• gene association studies;
  • two-stage designs;
  • single nucleotide polymorphisms;
  • tag SNPs


We consider two-stage case-control designs for testing associations between single nucleotide polymorphisms (SNPs) and disease, in which a subsample of subjects is used to select a panel of “tagging” SNPs that will be considered in the main study. We propose a pseudolikelihood [Pepe and Flemming, 1991: JASA 86:108–113] that combines the information from both the main study and the substudy to test the association with any polymorphism in the original set. SNP-tagging [Chapman et al., 2003: Hum Hered 56:18–31] and haplotype-tagging [Stram et al., 2003a; Hum Hered 55:27–36] approaches are compared. We show that the cost-efficiency of such a design for estimating the relative risk associated with the causal polymorphism can be considerably better than for a single-stage design, even if the causal polymorphism is not included in the tag-SNP set. We also consider the optimal selection of cases and controls in such designs and the relative efficiency for estimating the location of a causal variant in linkage disequilibrium mapping. Nevertheless, as the cost of high-volume genotyping plummets and haplotype tagging information from the International HapMap project [Gibbs et al., 2003; Nature 426:789–796] rapidly accumulates in public databases, such two-stage designs may soon become unnecessary. Genet. Epidemiol. © 2004 Wiley-Liss, Inc.

• Data extract:

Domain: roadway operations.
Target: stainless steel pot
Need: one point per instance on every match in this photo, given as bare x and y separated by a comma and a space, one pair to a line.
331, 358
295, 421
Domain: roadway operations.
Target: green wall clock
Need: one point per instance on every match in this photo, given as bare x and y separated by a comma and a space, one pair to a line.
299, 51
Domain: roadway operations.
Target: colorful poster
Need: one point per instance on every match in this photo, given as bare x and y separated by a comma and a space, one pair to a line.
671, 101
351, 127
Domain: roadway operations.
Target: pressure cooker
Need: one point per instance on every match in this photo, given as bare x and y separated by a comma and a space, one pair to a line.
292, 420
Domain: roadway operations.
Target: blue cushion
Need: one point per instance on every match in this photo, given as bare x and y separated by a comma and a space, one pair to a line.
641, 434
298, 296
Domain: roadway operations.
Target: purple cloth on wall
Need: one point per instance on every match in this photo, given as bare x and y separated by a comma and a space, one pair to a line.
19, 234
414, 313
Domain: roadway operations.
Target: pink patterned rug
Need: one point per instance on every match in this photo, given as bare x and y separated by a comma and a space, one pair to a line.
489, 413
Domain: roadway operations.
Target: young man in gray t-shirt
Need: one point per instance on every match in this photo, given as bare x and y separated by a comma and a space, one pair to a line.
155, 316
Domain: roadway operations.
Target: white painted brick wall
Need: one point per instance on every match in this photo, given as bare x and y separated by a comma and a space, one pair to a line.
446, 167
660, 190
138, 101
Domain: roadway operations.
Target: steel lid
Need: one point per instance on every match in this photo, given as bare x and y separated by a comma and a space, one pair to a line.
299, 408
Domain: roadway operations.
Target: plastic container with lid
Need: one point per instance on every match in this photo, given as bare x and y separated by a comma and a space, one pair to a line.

• Task details:
According to the abstract on two-stage case-control designs, what is the subsample of subjects used for?

• Reply:
It is used to select a panel of "tagging" SNPs that will be considered in the main study.